> Challenge: Repeat the listing word for word. No pictures belong in the copy.

> Exercise material:
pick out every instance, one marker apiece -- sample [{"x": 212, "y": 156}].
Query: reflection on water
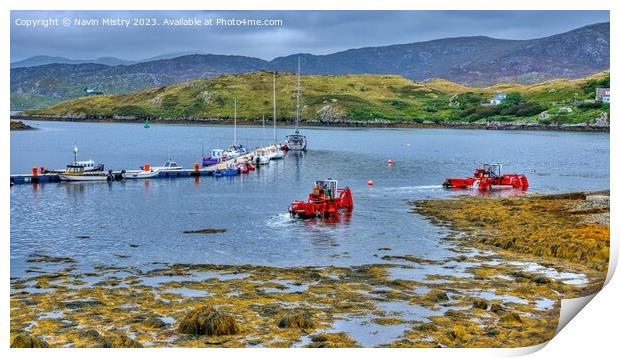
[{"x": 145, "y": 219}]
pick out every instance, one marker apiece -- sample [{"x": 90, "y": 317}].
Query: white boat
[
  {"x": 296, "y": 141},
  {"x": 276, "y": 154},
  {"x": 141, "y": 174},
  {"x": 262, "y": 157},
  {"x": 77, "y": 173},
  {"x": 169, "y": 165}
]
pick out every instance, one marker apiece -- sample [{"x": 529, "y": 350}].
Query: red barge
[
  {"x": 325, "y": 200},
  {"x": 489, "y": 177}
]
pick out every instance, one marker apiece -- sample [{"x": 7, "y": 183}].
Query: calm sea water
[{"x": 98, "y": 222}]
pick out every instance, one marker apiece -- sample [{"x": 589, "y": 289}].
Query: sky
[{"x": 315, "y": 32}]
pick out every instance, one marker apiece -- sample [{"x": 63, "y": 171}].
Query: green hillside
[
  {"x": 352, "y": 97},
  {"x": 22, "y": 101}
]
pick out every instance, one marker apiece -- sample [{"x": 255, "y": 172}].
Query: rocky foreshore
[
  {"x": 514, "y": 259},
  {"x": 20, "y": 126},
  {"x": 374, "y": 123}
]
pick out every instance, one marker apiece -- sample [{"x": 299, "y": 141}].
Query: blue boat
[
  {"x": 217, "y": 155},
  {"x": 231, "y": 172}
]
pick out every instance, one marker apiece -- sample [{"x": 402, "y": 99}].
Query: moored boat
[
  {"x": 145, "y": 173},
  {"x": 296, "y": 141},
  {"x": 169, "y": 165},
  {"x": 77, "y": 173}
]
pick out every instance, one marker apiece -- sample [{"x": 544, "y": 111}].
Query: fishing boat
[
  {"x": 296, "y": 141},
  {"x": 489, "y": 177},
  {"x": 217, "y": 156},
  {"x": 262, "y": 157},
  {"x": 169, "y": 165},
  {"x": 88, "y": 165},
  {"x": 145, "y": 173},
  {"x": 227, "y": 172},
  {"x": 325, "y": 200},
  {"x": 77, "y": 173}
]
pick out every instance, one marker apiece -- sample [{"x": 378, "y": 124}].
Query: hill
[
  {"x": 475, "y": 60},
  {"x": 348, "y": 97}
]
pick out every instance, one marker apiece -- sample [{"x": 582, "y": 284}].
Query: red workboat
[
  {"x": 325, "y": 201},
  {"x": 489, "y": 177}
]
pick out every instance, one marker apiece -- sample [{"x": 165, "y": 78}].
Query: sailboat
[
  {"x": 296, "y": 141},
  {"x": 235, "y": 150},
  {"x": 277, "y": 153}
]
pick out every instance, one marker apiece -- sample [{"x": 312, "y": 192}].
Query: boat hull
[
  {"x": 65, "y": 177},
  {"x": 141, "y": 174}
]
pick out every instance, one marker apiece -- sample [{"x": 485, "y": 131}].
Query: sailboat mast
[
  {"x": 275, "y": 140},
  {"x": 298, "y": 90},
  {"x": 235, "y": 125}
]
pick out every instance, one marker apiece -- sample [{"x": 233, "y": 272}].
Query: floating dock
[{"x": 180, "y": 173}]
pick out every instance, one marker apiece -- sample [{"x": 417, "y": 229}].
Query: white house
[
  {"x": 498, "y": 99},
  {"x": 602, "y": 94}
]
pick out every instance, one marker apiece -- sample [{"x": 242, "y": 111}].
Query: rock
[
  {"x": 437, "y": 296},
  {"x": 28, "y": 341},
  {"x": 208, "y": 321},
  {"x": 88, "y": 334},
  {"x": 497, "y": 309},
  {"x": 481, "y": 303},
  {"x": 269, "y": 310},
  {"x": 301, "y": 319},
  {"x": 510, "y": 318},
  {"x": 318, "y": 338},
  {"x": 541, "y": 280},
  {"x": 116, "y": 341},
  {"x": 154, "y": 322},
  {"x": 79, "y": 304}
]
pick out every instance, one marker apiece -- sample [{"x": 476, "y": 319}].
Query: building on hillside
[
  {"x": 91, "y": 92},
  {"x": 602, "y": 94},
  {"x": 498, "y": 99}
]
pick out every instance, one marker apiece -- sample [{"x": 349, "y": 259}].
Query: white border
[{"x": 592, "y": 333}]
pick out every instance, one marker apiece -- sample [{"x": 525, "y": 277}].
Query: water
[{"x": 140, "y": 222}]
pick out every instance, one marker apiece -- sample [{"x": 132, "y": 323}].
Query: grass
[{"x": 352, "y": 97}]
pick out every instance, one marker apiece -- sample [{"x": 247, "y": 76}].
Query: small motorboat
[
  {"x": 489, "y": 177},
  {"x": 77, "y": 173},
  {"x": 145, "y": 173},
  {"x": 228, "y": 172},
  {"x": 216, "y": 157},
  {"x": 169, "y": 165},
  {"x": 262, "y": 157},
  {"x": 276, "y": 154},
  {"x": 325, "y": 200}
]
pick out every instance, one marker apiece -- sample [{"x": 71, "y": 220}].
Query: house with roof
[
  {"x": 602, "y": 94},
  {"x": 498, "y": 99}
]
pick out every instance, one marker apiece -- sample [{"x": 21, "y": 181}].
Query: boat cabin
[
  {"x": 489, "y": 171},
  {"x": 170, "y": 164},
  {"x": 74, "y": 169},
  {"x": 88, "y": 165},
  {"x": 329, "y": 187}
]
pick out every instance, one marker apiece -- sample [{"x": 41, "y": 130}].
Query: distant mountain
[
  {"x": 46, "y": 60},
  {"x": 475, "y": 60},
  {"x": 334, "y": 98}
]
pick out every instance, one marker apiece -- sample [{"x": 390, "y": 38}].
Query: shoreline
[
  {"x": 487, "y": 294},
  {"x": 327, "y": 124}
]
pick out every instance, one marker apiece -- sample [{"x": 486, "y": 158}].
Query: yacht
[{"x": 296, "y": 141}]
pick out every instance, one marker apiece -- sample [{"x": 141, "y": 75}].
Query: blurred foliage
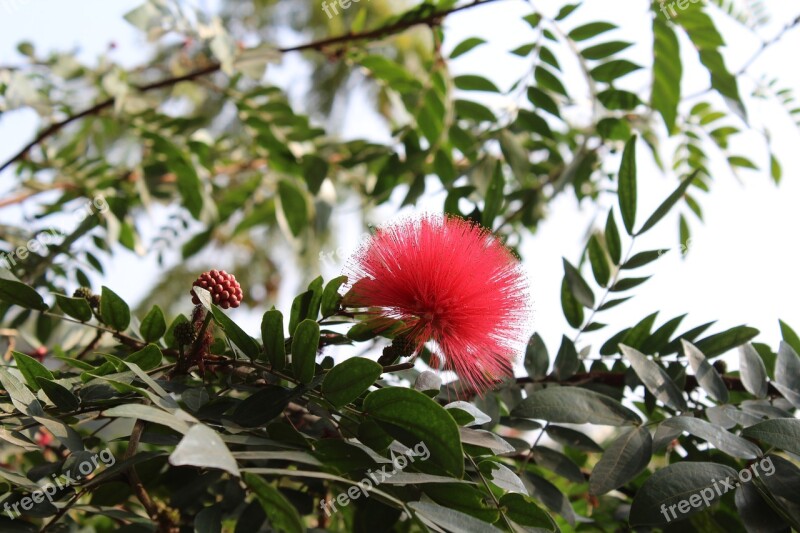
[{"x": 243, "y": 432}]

> Answer to this task:
pick out every instance, one marker apiece -- sample [{"x": 212, "y": 156}].
Query: reflection on water
[{"x": 145, "y": 219}]
pick out every instance, one marker apiece -- sample [{"x": 90, "y": 317}].
Query: white boat
[
  {"x": 296, "y": 141},
  {"x": 276, "y": 154},
  {"x": 141, "y": 174},
  {"x": 262, "y": 157},
  {"x": 77, "y": 173},
  {"x": 169, "y": 165}
]
pick out every instance, one marker apiece -- sample [{"x": 529, "y": 350}].
Query: red barge
[
  {"x": 325, "y": 200},
  {"x": 489, "y": 177}
]
pick out every instance, one marker apiece -- sample [{"x": 7, "y": 183}].
Query: calm sea water
[{"x": 98, "y": 222}]
pick out every instance, one marker apiece -- sample [{"x": 589, "y": 289}].
Query: sky
[{"x": 315, "y": 32}]
pick out every instance, one marker apiece -- sample [{"x": 63, "y": 171}].
Query: green hillside
[
  {"x": 352, "y": 97},
  {"x": 22, "y": 101}
]
pick out every instance, one marker apiece -- sample [{"x": 255, "y": 172}].
Query: rocky foreshore
[
  {"x": 514, "y": 259},
  {"x": 20, "y": 126},
  {"x": 374, "y": 123}
]
pick out every instance, one marker apiece -- sample [{"x": 299, "y": 141}].
Query: blue boat
[
  {"x": 217, "y": 155},
  {"x": 231, "y": 172}
]
pick out every instance, one marker apiece -- sample [{"x": 402, "y": 99}].
Query: moored boat
[
  {"x": 145, "y": 173},
  {"x": 296, "y": 141},
  {"x": 169, "y": 165},
  {"x": 77, "y": 173}
]
pick out every instance, one marker apiece -- sample [{"x": 544, "y": 111}].
Query: fishing boat
[
  {"x": 296, "y": 141},
  {"x": 489, "y": 177},
  {"x": 217, "y": 156},
  {"x": 262, "y": 157},
  {"x": 169, "y": 165},
  {"x": 88, "y": 165},
  {"x": 145, "y": 173},
  {"x": 227, "y": 172},
  {"x": 325, "y": 200},
  {"x": 77, "y": 173}
]
pick out every instance, one marker apiece -- sample [{"x": 378, "y": 124}].
Query: hill
[
  {"x": 475, "y": 60},
  {"x": 348, "y": 97}
]
pick out every instance, one marker apiece -- sample [{"x": 582, "y": 284}].
Query: red workboat
[
  {"x": 325, "y": 201},
  {"x": 489, "y": 177}
]
pick out every instance, one marker apiece -- sample [{"x": 165, "y": 78}].
Query: sailboat
[
  {"x": 296, "y": 141},
  {"x": 235, "y": 150},
  {"x": 277, "y": 153}
]
pick out every instance, one marker apiece -- sample [{"x": 312, "y": 192}].
Query: boat hull
[
  {"x": 65, "y": 177},
  {"x": 141, "y": 174}
]
pick out every instance, one marker apiece -- sample [{"x": 485, "y": 131}].
Query: sailboat mast
[
  {"x": 275, "y": 140},
  {"x": 298, "y": 90},
  {"x": 235, "y": 125}
]
pick out every instance, one marker apiece -- sample [{"x": 233, "y": 272}].
Query: floating dock
[{"x": 180, "y": 173}]
pick out every instance, one marker apiece -- sample [{"x": 417, "y": 229}].
Query: white house
[
  {"x": 498, "y": 99},
  {"x": 602, "y": 94}
]
pick out every instance, one marker apiece -- sample [{"x": 242, "y": 111}].
Query: rock
[
  {"x": 437, "y": 296},
  {"x": 28, "y": 341},
  {"x": 208, "y": 321},
  {"x": 88, "y": 334},
  {"x": 497, "y": 309},
  {"x": 481, "y": 303},
  {"x": 269, "y": 310},
  {"x": 301, "y": 319},
  {"x": 510, "y": 318},
  {"x": 318, "y": 338},
  {"x": 541, "y": 280},
  {"x": 116, "y": 341},
  {"x": 154, "y": 322},
  {"x": 79, "y": 304}
]
pick out every instance, one marker apiece -- sample [{"x": 476, "y": 319}].
Query: building on hillside
[
  {"x": 91, "y": 92},
  {"x": 602, "y": 94},
  {"x": 498, "y": 99}
]
pick out every instance, one marker apiece -- sample [{"x": 349, "y": 259}].
Query: white border
[{"x": 592, "y": 333}]
pick out every instance, one marker apiece -- sample [{"x": 525, "y": 277}].
Query: water
[{"x": 140, "y": 222}]
pick out every instance, one marker apiece -- sample [{"x": 132, "y": 323}].
Query: grass
[{"x": 352, "y": 97}]
pick out every instance, one marker apiece -- sample [{"x": 247, "y": 76}].
Query: small motorboat
[
  {"x": 489, "y": 177},
  {"x": 77, "y": 173},
  {"x": 145, "y": 173},
  {"x": 228, "y": 172},
  {"x": 216, "y": 157},
  {"x": 169, "y": 165},
  {"x": 262, "y": 157},
  {"x": 276, "y": 154},
  {"x": 325, "y": 200}
]
pick out every instance, one marker apiece -- sample [{"x": 71, "y": 220}].
Query: house with roof
[
  {"x": 602, "y": 94},
  {"x": 498, "y": 99}
]
pick out every instance, one marker apiece -- sample [{"x": 21, "y": 181}].
Query: boat cabin
[
  {"x": 489, "y": 171},
  {"x": 170, "y": 164},
  {"x": 74, "y": 169},
  {"x": 88, "y": 165},
  {"x": 329, "y": 187}
]
pick out every instance, one marker apiece -- sample [{"x": 41, "y": 130}].
Query: distant mountain
[
  {"x": 46, "y": 60},
  {"x": 475, "y": 60},
  {"x": 334, "y": 98}
]
pick out every instance, one marker apiece -- sample [{"x": 390, "y": 38}].
Query: shoreline
[
  {"x": 487, "y": 294},
  {"x": 327, "y": 124}
]
pick out every instance, one marker apiece -- sample [{"x": 486, "y": 158}].
Query: yacht
[{"x": 296, "y": 141}]
pick out every instance, one marker apiece -- sample [{"x": 141, "y": 75}].
Query: blurred foliage
[{"x": 243, "y": 432}]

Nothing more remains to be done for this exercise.